EXERCISE DESCRIPTION
Output only the line that contains "Place one keypoint on each instance of the trailer window" and the lines after it, all verbatim, through the last one below.

Start of THE INPUT

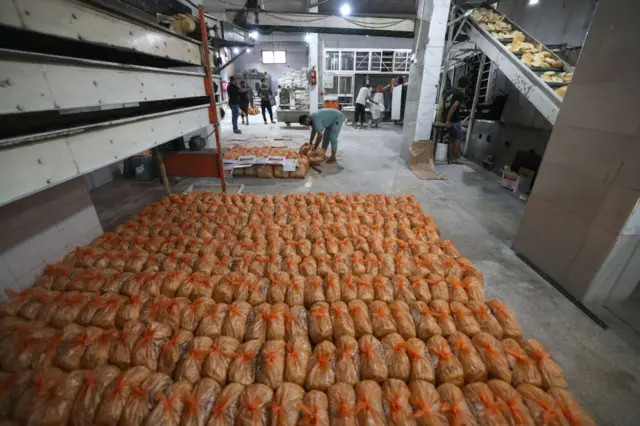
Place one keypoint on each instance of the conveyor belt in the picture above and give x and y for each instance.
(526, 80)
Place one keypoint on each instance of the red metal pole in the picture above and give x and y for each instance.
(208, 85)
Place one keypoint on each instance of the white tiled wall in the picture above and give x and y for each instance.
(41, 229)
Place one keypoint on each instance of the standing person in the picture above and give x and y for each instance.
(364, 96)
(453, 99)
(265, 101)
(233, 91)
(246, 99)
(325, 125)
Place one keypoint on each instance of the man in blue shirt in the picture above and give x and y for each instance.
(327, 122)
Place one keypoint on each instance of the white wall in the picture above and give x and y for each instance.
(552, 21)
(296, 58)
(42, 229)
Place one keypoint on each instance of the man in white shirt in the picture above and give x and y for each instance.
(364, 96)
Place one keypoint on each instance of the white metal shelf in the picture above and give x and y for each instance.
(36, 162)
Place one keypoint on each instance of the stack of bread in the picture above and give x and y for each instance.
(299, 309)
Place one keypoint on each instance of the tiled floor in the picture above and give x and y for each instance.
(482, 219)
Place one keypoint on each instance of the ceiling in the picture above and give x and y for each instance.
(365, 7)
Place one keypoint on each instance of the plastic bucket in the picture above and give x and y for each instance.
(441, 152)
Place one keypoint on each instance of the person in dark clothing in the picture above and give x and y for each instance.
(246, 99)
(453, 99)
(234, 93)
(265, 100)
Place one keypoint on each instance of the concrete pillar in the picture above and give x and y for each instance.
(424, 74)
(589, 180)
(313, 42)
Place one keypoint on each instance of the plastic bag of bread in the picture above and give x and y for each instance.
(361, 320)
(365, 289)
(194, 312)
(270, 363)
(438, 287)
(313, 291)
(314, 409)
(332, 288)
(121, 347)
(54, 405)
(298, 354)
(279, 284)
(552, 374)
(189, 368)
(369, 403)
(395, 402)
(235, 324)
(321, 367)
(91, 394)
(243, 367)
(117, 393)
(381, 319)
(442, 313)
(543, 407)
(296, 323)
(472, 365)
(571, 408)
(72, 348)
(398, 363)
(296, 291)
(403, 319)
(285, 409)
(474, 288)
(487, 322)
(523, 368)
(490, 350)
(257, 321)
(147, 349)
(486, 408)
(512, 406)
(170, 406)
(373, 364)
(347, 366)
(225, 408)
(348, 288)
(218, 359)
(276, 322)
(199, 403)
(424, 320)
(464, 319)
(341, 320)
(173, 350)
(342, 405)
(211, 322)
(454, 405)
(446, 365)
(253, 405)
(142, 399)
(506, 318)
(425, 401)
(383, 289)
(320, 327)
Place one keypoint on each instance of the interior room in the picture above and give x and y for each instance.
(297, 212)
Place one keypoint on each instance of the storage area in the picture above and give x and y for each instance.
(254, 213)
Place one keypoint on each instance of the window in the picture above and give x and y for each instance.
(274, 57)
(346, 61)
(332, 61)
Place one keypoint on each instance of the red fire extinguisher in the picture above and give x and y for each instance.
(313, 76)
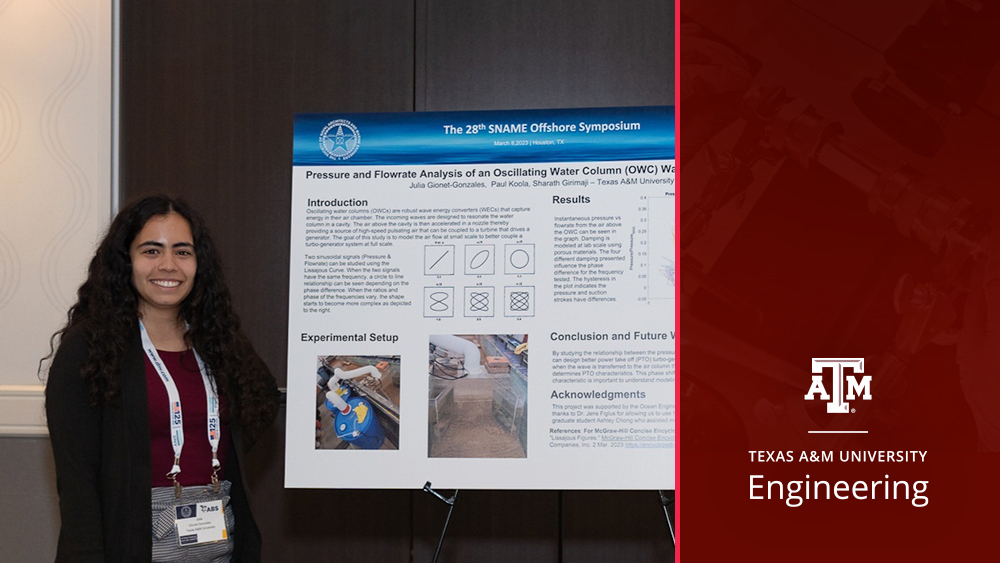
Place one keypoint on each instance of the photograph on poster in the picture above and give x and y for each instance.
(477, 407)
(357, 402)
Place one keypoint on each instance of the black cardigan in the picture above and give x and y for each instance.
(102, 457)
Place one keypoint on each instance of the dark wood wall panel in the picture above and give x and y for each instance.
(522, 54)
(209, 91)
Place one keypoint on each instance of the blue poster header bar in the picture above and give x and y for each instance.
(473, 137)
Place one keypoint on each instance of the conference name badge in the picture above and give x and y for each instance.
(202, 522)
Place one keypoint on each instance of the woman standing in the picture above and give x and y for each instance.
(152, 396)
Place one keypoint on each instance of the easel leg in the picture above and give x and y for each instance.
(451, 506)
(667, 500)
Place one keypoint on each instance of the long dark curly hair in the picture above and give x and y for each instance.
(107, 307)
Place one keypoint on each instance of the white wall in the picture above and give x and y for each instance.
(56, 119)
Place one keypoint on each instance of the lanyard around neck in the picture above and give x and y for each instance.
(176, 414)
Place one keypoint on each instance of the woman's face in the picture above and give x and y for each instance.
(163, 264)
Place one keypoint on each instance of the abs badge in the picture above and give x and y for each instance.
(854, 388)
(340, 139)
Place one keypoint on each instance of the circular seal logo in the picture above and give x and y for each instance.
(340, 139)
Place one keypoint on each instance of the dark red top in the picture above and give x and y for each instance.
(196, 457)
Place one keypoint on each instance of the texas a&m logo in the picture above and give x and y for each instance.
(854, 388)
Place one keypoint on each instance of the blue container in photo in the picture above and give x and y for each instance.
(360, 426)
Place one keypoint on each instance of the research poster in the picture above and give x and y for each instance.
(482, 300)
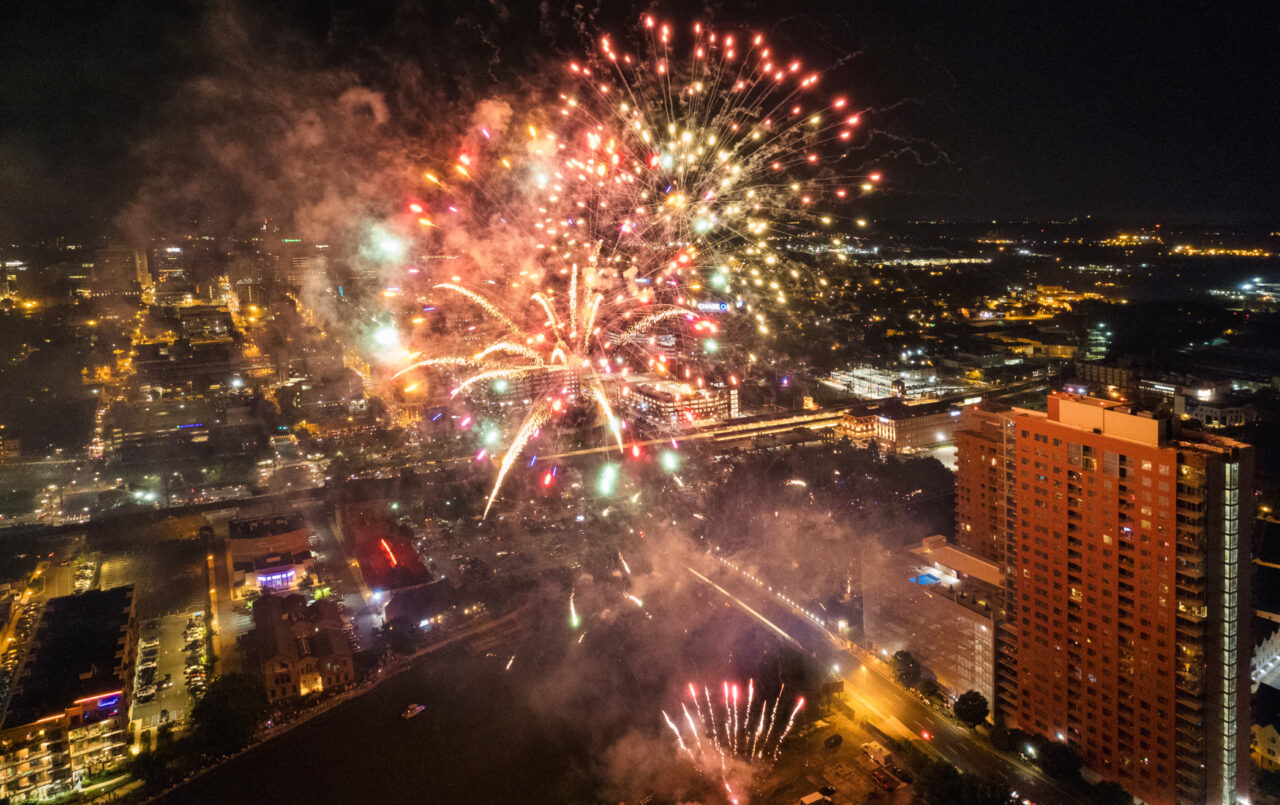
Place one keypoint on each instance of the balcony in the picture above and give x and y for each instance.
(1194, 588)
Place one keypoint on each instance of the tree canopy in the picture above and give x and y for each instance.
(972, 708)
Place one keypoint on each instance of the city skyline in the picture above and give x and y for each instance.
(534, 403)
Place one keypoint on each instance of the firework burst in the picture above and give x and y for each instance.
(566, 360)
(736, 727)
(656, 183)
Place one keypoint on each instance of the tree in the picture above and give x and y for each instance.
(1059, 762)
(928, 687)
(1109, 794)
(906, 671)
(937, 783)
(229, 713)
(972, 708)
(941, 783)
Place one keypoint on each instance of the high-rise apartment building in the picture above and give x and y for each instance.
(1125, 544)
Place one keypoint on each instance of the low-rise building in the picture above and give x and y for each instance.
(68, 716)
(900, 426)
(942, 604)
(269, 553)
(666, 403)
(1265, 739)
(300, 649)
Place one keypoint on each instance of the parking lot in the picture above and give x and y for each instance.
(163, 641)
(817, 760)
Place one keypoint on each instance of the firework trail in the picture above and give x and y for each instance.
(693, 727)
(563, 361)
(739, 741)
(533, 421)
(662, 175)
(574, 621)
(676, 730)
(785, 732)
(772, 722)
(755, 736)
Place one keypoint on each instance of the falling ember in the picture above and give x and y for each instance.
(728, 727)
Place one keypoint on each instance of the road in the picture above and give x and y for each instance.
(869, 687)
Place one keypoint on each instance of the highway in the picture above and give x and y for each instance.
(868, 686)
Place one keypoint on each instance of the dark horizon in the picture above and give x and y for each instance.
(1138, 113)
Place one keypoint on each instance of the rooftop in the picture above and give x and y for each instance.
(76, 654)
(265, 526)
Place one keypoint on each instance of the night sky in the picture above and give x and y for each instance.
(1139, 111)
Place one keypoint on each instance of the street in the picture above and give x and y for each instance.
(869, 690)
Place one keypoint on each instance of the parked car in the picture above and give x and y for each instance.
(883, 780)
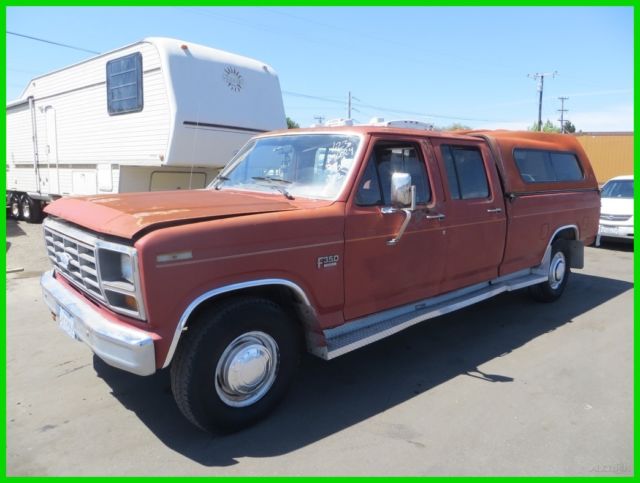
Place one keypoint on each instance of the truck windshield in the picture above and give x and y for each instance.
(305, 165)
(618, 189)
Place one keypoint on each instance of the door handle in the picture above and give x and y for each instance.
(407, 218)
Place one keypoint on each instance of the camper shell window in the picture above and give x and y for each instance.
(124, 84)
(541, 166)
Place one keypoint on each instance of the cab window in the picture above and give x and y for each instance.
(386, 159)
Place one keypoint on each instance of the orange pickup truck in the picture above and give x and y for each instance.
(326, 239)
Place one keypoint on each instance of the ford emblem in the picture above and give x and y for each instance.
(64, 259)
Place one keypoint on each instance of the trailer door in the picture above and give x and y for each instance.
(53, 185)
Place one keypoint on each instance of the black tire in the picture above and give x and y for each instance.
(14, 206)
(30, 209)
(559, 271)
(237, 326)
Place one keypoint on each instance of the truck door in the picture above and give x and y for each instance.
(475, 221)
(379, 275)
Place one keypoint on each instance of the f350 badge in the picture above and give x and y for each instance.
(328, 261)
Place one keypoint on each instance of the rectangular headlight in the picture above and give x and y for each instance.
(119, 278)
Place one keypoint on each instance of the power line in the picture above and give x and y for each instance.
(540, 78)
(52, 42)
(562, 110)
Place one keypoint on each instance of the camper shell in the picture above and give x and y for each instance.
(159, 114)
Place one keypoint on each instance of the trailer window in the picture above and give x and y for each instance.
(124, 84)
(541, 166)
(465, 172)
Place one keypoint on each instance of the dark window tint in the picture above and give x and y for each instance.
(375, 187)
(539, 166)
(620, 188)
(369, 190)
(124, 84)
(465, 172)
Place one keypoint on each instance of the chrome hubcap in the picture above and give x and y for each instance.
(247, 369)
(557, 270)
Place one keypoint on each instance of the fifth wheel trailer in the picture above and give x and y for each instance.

End of THE INPUT

TASK SOLUTION
Place one keypoint on each instance of the trailer window in the picture above and give x and y for each instance.
(124, 84)
(541, 166)
(465, 172)
Place one keypoint on each instance of the dark window tint in the picture above and give x and y for each instance.
(375, 187)
(539, 166)
(620, 188)
(369, 190)
(124, 84)
(465, 172)
Place one keypoint on each instance of the chrome hubcap in the picture above and give x and y for each instance.
(247, 369)
(557, 270)
Place one keypoint on each instance of the fifth wheel trailer in the picture above and give x and y for each instance.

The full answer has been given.